Write out the listing exactly as it is given.

Excerpts of location labeling data

(begin)

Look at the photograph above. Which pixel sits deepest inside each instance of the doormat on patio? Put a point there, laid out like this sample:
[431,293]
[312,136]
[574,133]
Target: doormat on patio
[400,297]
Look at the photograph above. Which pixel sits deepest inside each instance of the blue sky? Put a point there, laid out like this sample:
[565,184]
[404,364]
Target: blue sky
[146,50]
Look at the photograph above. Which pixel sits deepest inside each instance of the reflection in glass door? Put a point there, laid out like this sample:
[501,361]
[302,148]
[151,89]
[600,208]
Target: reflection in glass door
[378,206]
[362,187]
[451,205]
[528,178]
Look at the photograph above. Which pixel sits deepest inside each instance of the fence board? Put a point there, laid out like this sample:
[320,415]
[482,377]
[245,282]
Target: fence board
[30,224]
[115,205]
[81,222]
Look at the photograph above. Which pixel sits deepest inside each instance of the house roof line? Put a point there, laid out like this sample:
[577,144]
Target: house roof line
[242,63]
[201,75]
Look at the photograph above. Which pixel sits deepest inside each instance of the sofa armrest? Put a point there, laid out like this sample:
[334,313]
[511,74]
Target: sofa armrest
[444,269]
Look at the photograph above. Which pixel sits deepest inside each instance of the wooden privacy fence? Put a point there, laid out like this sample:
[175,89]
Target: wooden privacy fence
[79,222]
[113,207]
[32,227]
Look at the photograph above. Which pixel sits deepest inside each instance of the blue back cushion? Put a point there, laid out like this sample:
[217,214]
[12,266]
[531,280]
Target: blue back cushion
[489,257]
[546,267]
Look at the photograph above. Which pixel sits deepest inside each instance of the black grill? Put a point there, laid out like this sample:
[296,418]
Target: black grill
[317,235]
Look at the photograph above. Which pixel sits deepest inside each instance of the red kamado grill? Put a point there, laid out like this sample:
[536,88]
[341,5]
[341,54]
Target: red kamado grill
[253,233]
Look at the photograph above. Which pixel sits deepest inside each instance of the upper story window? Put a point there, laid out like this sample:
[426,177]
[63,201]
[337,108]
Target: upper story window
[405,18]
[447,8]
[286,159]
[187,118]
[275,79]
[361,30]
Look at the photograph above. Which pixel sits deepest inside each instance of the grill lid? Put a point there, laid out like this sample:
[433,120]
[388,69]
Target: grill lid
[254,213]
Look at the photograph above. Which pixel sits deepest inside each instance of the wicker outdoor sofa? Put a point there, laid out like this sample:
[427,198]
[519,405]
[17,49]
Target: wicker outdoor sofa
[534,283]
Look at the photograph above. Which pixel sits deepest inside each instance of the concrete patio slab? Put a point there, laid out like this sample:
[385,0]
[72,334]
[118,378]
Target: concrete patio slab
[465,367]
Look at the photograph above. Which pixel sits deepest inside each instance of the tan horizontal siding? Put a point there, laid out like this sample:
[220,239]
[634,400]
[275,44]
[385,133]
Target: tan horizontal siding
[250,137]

(end)

◆ Solved exercise
Look at the photograph above. Which pixel sits deepest inside each instance of the doormat on patio? Put a point there, laid out like this sample:
[431,293]
[312,136]
[574,133]
Target: doormat on patio
[400,297]
Look at the photograph above. Which pixel sits deepest inside each instance of the blue sky? Put a point there, laid out like this sample:
[565,184]
[404,364]
Target: blue sky
[146,50]
Look at the photograph above. Which pixel sits deepest inside each instance of the reflection in glass door? Put a point there, laid out like this sample:
[501,361]
[302,148]
[151,89]
[600,208]
Target: reflection in glass door
[378,206]
[362,187]
[451,205]
[528,178]
Look at the photograph above. Which pixel sits deepest inside each instance of the fence board? Put a point there, laid out like this sample:
[320,415]
[482,377]
[245,282]
Target: fence board
[30,224]
[115,205]
[81,222]
Look at the photograph above. Which pixel sits deepest inside each instance of the house roof line? Put a point there, laid out like this sample:
[577,144]
Target: house roof line
[242,63]
[201,75]
Look at the photograph above. Which pixel sits deepest inside each instance of the sofa armrest? Put a point there, laid out like this sample:
[334,313]
[511,74]
Target: sofa armrest
[444,269]
Look at the photograph above. Which pixel sits deepest inside each instance of the wooden privacy fence? Put a point there, laid out like this sample:
[175,89]
Target: wooden privacy fence
[79,222]
[113,207]
[32,227]
Look at the photograph above. Which pixel sits deepest inside each instance of the blue back cushion? Put a point there, laid out like this sample:
[217,214]
[12,266]
[531,280]
Target: blue back cushion
[489,257]
[546,267]
Look at the photograph above. Which pixel sits deepest inside each instance of the black grill? Put a point there, laid out like this sample:
[296,418]
Target: black grill
[317,235]
Look at the photograph above. Which pixel sits deepest inside each instance of the red kamado grill? Put a point there, laid out like this sample:
[536,88]
[341,5]
[341,54]
Target: red kamado grill
[253,233]
Look at the photograph above. Which pixel sits deepest inside each instance of the upper story window? Put a point there, laid out like this sample:
[426,177]
[63,201]
[337,108]
Target: upper story window
[405,18]
[447,8]
[286,159]
[187,118]
[275,79]
[361,30]
Look at the photograph above. Which pixel sits deepest inside each instance of the grill lid? Put a point there, laid out like this sample:
[433,120]
[388,69]
Target: grill lid
[254,213]
Look at the photograph above. Which pixel sits deepest inside each instance of the wicker outdoor sofa? Put a point there, laid out like this sample:
[427,198]
[519,405]
[17,49]
Target: wicker outdoor sofa
[534,283]
Look at the photograph above. Which pixel sits deepest inside each instance of the concrete patio slab? Put a point there, laid out like this sample:
[385,0]
[72,334]
[118,378]
Target: concrete patio slab
[465,367]
Look at the photograph above. Which pixel sits deepest inside each instance of the tan horizontal siding? Put a point there, laid out like this sample:
[220,239]
[634,400]
[275,44]
[385,133]
Target: tan horizontal siding
[250,137]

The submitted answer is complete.